[Dataset records]
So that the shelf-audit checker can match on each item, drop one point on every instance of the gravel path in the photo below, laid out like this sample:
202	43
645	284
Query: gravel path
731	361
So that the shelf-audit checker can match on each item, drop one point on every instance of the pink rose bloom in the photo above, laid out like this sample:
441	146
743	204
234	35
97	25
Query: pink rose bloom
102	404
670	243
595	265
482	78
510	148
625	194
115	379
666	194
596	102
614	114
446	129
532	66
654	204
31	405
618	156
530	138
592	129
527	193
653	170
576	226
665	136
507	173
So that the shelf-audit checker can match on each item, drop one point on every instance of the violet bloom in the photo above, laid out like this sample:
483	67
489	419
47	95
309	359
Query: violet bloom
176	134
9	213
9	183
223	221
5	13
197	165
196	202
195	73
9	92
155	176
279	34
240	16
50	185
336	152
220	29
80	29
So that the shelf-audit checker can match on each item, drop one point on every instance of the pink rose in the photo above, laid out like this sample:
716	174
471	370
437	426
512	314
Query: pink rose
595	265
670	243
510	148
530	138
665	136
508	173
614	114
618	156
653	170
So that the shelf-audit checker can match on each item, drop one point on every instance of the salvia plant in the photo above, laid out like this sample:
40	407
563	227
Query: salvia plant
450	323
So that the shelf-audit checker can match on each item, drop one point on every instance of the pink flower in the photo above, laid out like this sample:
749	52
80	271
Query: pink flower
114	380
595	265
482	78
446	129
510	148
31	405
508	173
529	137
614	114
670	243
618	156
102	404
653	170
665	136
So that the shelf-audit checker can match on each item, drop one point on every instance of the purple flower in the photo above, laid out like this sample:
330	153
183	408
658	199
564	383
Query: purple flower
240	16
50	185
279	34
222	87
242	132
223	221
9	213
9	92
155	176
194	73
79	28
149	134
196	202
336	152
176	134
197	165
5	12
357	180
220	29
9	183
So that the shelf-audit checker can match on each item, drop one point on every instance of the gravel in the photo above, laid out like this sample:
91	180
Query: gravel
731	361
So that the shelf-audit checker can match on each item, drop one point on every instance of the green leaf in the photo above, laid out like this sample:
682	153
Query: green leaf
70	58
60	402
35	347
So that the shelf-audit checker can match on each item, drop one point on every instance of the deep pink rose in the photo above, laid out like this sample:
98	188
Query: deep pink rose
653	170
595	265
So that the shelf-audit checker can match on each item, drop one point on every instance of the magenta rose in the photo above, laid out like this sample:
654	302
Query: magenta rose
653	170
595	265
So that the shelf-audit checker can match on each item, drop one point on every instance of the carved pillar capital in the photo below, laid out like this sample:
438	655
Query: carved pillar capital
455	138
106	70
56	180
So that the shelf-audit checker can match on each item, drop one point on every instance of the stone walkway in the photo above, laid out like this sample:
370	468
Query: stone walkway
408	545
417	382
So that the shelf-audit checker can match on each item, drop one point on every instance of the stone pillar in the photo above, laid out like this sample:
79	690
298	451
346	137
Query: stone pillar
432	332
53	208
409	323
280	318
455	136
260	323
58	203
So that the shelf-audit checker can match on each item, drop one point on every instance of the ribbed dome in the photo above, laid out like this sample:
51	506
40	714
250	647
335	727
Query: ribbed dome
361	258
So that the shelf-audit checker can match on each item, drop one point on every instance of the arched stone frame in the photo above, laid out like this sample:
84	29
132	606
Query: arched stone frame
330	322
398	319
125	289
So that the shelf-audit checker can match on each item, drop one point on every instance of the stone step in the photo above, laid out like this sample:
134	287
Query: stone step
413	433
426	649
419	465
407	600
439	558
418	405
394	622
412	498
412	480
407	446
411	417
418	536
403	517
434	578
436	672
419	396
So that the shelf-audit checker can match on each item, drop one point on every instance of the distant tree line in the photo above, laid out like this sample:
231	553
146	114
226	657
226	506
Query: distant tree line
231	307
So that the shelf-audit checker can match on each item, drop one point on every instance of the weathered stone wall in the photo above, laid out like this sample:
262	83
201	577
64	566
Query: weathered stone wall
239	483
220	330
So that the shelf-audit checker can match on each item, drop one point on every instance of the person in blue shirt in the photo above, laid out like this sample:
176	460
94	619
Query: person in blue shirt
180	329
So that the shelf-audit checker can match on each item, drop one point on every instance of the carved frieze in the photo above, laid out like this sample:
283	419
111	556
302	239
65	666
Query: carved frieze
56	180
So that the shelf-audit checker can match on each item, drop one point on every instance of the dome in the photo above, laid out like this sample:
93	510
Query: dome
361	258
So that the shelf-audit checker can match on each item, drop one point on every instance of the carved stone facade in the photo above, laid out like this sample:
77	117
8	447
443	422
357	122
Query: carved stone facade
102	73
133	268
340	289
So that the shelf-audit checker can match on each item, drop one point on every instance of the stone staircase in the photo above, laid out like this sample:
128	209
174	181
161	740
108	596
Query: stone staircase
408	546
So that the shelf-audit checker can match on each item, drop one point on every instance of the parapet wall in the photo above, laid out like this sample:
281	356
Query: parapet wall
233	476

• [What needs to be done]: Your reply should contain only the number of lines in the entries above with the word "below".

• [Task solution]: 2